> **Text excerpt**

►

They had the "warm white" mini ice shape, and cool white "dome light" (bare LED's) in the display. On the shelf, you could not tell which hue the "whites" were. It doesn't say on the box.

I was considering getting some new strings for the window instead of the frosted C7's, because those bulbs are heavier, of course, and it can be hard to get them to stay up in the window. They're really made more for trees. Plus, the forsted whites were not as bright as other whites, but the new ones are bright. Also, to try out the new soft white.

Next, it's Lowes. Anyone been there yet? They usually had the jump on the latest LED lights. But last year, when I went, the shelves were empty, rather early!


----------



## PhotonWrangler (Dec 1, 2007)

EricB said:


> Next, it's Lowes. Anyone been there yet? They usually had the jump on the latest LED lights. But last year, when I went, the shelves were empty, rather early!



Lowes has a new line of GE LEDs including a pleasing warm white (reviewed on The LED Museum recently) as well as colored versions. The white strings that I bought there had NO flicker at all. I'm assuming the colored ones are of the same construction. At $9.95 a set I'm sure you'll like them!


----------



## 65535 (Dec 2, 2007)

Just browsed through this thread, those GE things for home light shows imo are BS, they do S****y light shows that detract from the people that take their time to make their own lights.

Aside from that I have always used 3v incandescent bulb strings, they work great for me.


----------



## KROMATICS (Dec 2, 2007)

PhotonWrangler said:


> Lowes has a new line of GE LEDs including a pleasing warm white (reviewed on The LED Museum recently) as well as colored versions. The white strings that I bought there had NO flicker at all. I'm assuming the colored ones are of the same construction. At $9.95 a set I'm sure you'll like them!

◄

> **Problems to solve**
A - Print the part of the LED lights thread that opens with the words containing "They had the" and closes with "new soft white.".
B - Put this sentence from the LED lights thread into Spanish: "The white strings that I bought there had NO flicker at all."

> **Supplied entries**

►

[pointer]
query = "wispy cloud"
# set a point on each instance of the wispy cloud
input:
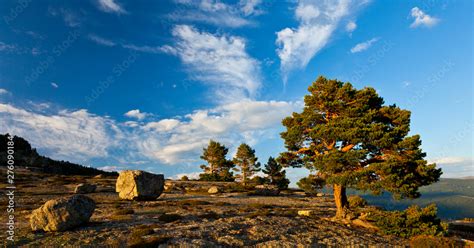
(70, 18)
(79, 135)
(111, 6)
(137, 114)
(218, 60)
(217, 13)
(364, 45)
(422, 19)
(351, 26)
(75, 135)
(101, 41)
(317, 22)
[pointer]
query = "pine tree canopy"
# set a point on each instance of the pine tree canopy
(353, 140)
(215, 155)
(246, 162)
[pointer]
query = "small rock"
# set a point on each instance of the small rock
(305, 212)
(85, 188)
(267, 190)
(62, 214)
(213, 190)
(139, 185)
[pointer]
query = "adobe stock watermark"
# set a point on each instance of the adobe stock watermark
(117, 71)
(10, 189)
(57, 51)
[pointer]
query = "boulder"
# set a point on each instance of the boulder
(139, 185)
(62, 214)
(267, 190)
(305, 212)
(85, 188)
(213, 190)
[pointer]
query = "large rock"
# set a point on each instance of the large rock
(62, 214)
(139, 185)
(267, 190)
(85, 188)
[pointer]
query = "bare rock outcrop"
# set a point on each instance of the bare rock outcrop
(62, 214)
(267, 190)
(85, 188)
(139, 185)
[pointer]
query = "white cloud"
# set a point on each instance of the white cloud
(101, 41)
(216, 12)
(111, 6)
(80, 136)
(249, 7)
(4, 47)
(218, 60)
(135, 113)
(317, 22)
(363, 45)
(449, 160)
(422, 19)
(351, 26)
(306, 12)
(181, 140)
(455, 167)
(70, 18)
(75, 135)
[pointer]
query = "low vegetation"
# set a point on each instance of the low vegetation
(410, 222)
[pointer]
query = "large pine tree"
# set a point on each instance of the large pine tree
(353, 140)
(246, 163)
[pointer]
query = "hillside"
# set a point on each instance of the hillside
(185, 215)
(454, 198)
(28, 157)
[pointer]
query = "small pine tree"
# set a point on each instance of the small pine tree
(276, 174)
(218, 167)
(246, 162)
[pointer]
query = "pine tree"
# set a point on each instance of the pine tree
(246, 163)
(355, 141)
(218, 167)
(276, 174)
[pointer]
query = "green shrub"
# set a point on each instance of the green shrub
(425, 241)
(410, 222)
(169, 217)
(192, 202)
(311, 184)
(356, 201)
(140, 242)
(125, 211)
(209, 215)
(216, 177)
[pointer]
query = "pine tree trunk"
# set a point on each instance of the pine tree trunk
(341, 201)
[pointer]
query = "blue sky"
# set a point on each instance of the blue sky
(145, 84)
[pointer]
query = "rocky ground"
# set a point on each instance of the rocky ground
(187, 216)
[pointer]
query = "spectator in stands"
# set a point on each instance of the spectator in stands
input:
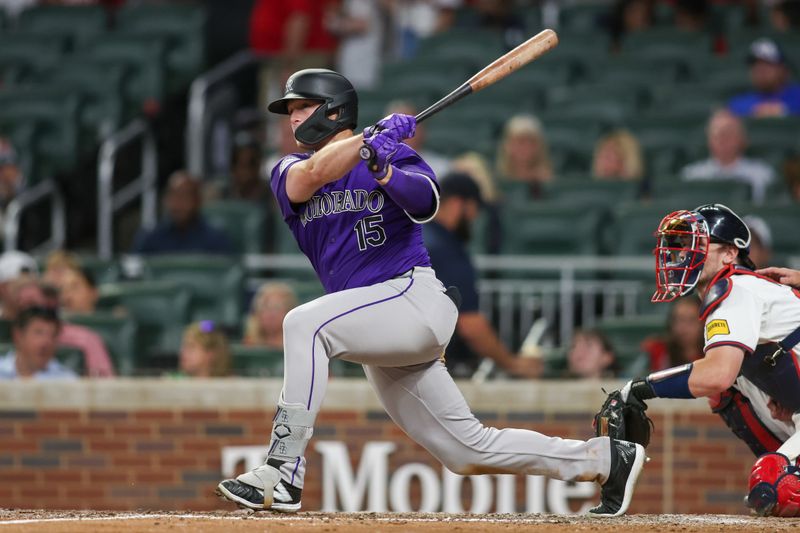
(35, 334)
(79, 292)
(184, 229)
(476, 166)
(271, 304)
(439, 163)
(591, 356)
(726, 144)
(10, 175)
(523, 154)
(618, 157)
(683, 341)
(774, 95)
(446, 238)
(358, 24)
(629, 16)
(27, 292)
(245, 174)
(13, 266)
(760, 241)
(57, 265)
(204, 351)
(785, 15)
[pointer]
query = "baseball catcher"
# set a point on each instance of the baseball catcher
(750, 368)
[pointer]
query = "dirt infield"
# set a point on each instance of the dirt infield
(243, 521)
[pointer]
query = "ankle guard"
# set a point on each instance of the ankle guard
(292, 428)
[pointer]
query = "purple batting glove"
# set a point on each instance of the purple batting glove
(400, 126)
(384, 146)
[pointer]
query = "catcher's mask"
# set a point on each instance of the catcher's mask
(681, 249)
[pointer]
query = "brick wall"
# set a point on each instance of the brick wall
(116, 457)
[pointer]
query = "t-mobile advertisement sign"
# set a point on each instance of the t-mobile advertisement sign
(372, 487)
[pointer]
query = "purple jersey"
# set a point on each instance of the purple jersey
(354, 234)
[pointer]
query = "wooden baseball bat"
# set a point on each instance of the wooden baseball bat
(533, 48)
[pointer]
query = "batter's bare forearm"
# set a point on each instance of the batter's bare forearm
(329, 164)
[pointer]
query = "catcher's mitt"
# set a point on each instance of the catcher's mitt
(623, 420)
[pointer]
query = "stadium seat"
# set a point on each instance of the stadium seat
(690, 194)
(50, 116)
(588, 191)
(143, 58)
(76, 23)
(256, 361)
(551, 228)
(161, 309)
(72, 358)
(180, 25)
(244, 222)
(216, 284)
(783, 222)
(24, 55)
(119, 333)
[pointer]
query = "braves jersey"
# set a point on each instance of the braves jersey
(748, 311)
(353, 233)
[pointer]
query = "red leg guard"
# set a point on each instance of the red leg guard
(788, 491)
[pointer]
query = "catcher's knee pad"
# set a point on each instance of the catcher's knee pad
(787, 489)
(736, 410)
(762, 494)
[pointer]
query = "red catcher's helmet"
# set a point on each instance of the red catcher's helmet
(681, 249)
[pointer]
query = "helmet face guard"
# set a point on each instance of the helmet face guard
(682, 241)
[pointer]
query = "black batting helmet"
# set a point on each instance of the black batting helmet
(725, 227)
(336, 94)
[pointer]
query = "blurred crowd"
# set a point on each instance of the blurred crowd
(356, 37)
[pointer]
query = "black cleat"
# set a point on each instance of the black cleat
(285, 497)
(627, 460)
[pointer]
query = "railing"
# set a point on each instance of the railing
(144, 186)
(515, 291)
(27, 198)
(201, 108)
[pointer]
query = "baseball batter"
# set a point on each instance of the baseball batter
(751, 369)
(386, 310)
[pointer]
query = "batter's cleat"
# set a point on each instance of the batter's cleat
(250, 491)
(627, 460)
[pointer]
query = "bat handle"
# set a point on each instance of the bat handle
(367, 153)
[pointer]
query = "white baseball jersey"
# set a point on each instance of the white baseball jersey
(749, 311)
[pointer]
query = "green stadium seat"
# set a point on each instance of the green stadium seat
(549, 228)
(244, 222)
(588, 191)
(256, 361)
(181, 25)
(76, 23)
(690, 194)
(469, 47)
(100, 85)
(51, 116)
(72, 358)
(216, 284)
(667, 41)
(119, 333)
(160, 308)
(24, 55)
(783, 221)
(143, 58)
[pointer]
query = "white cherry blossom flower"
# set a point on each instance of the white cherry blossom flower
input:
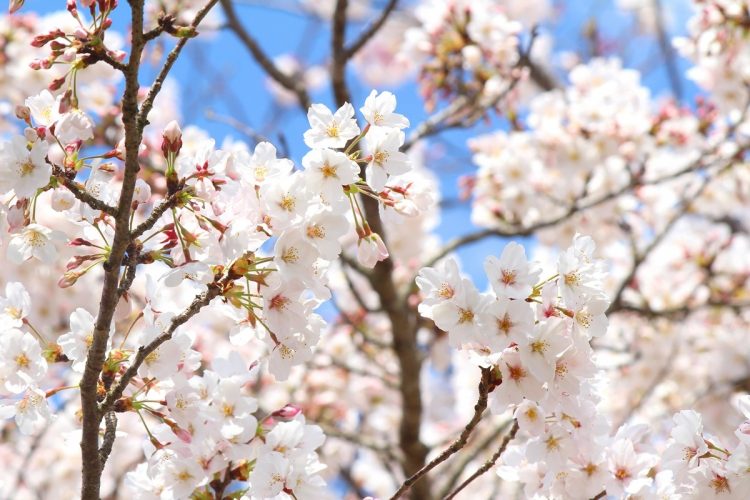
(379, 111)
(326, 171)
(31, 411)
(34, 241)
(386, 159)
(511, 275)
(541, 349)
(45, 108)
(14, 306)
(22, 169)
(21, 361)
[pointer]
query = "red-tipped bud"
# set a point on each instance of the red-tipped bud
(15, 5)
(56, 83)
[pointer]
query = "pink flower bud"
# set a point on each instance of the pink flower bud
(172, 136)
(287, 412)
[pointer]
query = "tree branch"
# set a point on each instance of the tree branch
(489, 463)
(665, 45)
(110, 431)
(214, 289)
(371, 30)
(148, 103)
(82, 195)
(485, 387)
(90, 458)
(290, 83)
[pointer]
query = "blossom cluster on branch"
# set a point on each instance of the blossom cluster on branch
(187, 318)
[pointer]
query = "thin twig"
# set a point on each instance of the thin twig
(371, 30)
(194, 308)
(295, 85)
(148, 103)
(110, 431)
(665, 45)
(485, 387)
(82, 195)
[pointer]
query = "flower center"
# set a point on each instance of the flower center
(328, 171)
(22, 361)
(316, 231)
(508, 277)
(465, 316)
(505, 324)
(290, 255)
(287, 203)
(26, 168)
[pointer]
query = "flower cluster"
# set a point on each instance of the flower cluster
(464, 48)
(717, 44)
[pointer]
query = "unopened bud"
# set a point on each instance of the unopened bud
(69, 279)
(56, 84)
(15, 5)
(172, 138)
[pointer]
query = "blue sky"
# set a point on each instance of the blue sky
(218, 75)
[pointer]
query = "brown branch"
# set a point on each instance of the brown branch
(665, 45)
(485, 387)
(290, 83)
(82, 195)
(214, 289)
(148, 103)
(110, 432)
(133, 122)
(470, 455)
(371, 30)
(155, 215)
(462, 241)
(91, 416)
(403, 320)
(489, 463)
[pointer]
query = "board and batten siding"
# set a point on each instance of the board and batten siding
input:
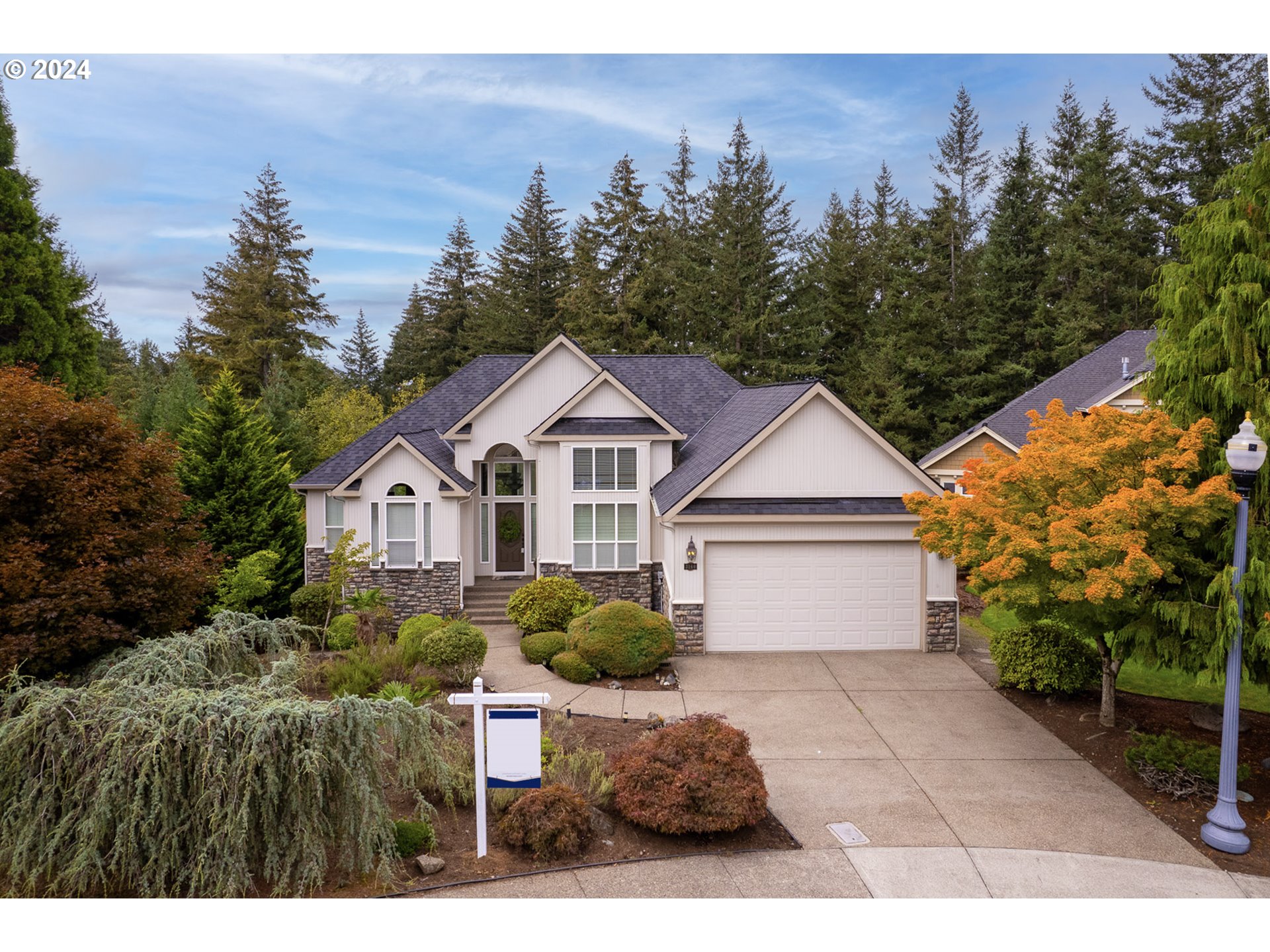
(605, 400)
(817, 452)
(523, 407)
(689, 587)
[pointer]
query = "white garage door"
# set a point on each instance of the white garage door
(812, 596)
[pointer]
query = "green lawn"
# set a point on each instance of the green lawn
(1140, 678)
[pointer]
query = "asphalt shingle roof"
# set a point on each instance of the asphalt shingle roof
(439, 409)
(737, 423)
(605, 427)
(685, 390)
(1079, 385)
(840, 506)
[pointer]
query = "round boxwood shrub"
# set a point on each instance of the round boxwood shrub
(541, 648)
(309, 603)
(414, 837)
(548, 604)
(622, 639)
(458, 651)
(1046, 656)
(553, 822)
(342, 633)
(571, 666)
(697, 776)
(411, 636)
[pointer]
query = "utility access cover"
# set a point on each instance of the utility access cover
(847, 833)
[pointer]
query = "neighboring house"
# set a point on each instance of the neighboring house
(756, 518)
(1111, 375)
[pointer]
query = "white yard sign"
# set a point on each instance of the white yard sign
(512, 739)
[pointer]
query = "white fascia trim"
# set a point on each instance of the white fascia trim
(591, 386)
(816, 390)
(976, 434)
(560, 340)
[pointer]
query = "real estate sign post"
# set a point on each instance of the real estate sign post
(515, 748)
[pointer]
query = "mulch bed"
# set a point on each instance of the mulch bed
(456, 830)
(1075, 721)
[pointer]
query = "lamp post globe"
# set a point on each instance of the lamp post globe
(1246, 454)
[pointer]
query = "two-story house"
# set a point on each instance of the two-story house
(757, 518)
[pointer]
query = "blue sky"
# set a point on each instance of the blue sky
(145, 163)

◄

> **Expected results**
A -
They had the "warm white" mini ice shape, and cool white "dome light" (bare LED's) in the display. On the shelf, you could not tell which hue the "whites" were. It doesn't say on the box.

I was considering getting some new strings for the window instead of the frosted C7's, because those bulbs are heavier, of course, and it can be hard to get them to stay up in the window. They're really made more for trees. Plus, the forsted whites were not as bright as other whites, but the new ones are bright. Also, to try out the new soft white.

B - Las series de luces blancas que compré allí no parpadeaban NADA.